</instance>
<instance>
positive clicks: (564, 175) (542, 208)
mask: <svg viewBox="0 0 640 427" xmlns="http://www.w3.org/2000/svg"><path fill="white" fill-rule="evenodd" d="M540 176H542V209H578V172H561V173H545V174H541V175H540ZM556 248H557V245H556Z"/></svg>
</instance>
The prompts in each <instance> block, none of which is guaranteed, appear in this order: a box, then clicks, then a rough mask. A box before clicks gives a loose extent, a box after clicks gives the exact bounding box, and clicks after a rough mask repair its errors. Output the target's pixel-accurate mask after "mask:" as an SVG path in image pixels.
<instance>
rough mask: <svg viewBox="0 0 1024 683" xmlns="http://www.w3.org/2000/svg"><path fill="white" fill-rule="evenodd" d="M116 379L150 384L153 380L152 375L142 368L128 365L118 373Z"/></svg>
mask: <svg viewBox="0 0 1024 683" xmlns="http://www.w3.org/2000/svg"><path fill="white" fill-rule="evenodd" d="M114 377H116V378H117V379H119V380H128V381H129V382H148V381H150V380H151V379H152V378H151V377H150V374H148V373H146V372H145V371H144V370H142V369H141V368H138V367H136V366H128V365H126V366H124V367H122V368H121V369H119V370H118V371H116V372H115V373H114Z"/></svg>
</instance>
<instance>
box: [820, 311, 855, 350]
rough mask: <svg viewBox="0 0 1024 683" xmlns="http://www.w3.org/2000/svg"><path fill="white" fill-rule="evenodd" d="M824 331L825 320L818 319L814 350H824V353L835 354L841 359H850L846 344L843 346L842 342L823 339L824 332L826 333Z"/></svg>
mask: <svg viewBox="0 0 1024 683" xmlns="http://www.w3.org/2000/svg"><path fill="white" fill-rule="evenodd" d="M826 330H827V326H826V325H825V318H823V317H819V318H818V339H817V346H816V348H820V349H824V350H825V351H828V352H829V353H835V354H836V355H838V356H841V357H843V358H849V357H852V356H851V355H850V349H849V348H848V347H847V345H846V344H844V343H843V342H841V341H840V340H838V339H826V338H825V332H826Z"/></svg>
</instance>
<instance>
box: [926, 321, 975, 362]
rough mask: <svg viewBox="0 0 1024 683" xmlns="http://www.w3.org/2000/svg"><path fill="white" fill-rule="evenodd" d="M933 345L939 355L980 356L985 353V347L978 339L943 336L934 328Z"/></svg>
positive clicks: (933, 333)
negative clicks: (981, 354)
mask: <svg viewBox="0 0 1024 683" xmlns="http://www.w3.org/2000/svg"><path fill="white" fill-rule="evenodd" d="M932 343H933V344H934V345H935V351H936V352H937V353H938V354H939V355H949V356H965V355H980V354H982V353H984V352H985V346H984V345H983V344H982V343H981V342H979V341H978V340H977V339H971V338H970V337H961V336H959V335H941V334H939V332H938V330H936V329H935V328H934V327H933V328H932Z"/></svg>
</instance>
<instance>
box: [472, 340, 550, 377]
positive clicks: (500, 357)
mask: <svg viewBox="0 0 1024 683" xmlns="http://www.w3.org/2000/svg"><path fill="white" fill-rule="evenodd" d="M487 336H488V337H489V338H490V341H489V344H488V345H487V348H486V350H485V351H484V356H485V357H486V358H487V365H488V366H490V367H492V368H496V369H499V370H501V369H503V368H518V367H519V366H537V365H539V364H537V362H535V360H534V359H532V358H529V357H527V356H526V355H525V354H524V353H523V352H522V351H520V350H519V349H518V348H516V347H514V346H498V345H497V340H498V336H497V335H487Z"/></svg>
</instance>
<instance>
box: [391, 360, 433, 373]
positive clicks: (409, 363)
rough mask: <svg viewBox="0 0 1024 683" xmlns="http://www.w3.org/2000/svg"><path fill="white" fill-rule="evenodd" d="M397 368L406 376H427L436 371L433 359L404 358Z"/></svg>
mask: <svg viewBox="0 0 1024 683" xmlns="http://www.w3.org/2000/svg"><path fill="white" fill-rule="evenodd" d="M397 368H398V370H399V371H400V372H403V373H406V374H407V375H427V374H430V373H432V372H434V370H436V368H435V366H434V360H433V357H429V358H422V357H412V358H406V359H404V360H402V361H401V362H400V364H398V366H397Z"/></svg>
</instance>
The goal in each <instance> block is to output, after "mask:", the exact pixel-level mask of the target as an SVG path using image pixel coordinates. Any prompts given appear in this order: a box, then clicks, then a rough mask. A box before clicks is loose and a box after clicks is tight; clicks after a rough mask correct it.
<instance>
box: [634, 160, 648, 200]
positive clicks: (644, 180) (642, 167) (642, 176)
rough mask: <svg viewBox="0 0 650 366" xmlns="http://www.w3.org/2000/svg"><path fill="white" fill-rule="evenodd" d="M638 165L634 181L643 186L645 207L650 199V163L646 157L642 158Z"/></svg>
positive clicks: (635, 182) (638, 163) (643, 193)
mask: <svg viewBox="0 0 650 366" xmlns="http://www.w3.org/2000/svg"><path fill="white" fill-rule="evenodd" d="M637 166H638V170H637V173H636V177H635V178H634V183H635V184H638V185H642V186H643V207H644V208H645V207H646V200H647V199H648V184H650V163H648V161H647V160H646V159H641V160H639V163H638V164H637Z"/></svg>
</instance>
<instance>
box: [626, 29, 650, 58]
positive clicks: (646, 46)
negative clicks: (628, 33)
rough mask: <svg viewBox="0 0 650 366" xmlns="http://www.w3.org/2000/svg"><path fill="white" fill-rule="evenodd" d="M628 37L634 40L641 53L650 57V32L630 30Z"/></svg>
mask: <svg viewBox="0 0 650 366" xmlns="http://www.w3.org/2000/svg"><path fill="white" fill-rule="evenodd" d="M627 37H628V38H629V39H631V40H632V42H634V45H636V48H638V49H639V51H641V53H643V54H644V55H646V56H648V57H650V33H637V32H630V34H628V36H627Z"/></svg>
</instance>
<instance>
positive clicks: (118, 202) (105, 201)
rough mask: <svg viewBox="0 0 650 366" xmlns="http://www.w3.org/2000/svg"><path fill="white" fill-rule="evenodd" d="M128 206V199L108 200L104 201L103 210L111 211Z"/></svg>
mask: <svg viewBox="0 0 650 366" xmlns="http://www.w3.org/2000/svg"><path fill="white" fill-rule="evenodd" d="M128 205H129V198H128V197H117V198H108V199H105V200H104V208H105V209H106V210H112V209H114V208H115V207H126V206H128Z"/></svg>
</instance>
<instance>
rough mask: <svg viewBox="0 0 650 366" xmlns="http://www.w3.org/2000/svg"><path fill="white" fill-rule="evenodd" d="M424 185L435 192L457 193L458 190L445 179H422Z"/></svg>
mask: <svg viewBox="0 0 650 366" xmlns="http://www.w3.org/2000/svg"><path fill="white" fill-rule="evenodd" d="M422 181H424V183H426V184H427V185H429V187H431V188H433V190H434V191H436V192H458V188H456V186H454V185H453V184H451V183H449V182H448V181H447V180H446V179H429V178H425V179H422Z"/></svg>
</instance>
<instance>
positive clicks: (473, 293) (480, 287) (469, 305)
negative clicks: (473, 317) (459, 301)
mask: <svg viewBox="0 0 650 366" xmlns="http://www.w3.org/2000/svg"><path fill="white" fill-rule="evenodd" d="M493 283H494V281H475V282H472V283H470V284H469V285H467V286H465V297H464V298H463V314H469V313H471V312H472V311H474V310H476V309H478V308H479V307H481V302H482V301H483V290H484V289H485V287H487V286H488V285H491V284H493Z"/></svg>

*WORK TASK*. Would you quote everything above from the line containing "The goal in" down to the line containing "positive clicks: (644, 180)"? Include both of those lines and nothing else.

*RESPONSE*.
The goal in each <instance> block is to output, after "mask:", the exact pixel-level mask of the target as an SVG path using image pixel coordinates. Any prompts given appear in this order: a box, then clicks, then a rough mask. A box before clicks is loose and a box after clicks is tight; clicks after a rough mask correct it.
<instance>
box: [634, 160, 648, 200]
positive clicks: (644, 180) (642, 167) (642, 176)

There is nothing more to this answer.